Copy out every row below word for word, omitting the pictures.

(Saved entries)
________________
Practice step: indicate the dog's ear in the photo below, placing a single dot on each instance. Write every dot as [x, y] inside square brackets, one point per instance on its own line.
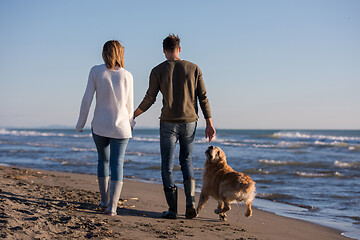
[221, 154]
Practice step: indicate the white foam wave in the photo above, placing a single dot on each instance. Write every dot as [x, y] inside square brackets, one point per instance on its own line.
[318, 175]
[314, 136]
[145, 139]
[32, 133]
[83, 149]
[272, 162]
[346, 164]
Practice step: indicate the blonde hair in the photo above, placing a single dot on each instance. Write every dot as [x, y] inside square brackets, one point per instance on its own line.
[113, 54]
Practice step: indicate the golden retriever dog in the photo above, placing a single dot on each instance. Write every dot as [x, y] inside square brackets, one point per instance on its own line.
[224, 184]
________________
▸ **WRITTEN REPLY**:
Practice step: indicate the dog's ear in the photo below, placing a single dot on each instance. Write every dot as [x, y] inside square brackets, one point per instance on its own line.
[221, 154]
Practice step: indicate the white foam wave in the photo above, placing a single dot on each instance. Write every dot as [x, y] inside square brackets, one point per instance on its own line.
[318, 175]
[314, 136]
[145, 139]
[32, 133]
[83, 149]
[272, 162]
[346, 164]
Practice step: indicate the blonde hair in the photo above, placing a single dot on each instance. Write every dot as [x, y] inside square brackets, one point per instance on its own line.
[113, 54]
Practice step: indicate the golden retriever dog in the photo above, placing a single dot on each instance. Write every dot as [x, y] inside square brackets, one point per instance on its own line.
[224, 184]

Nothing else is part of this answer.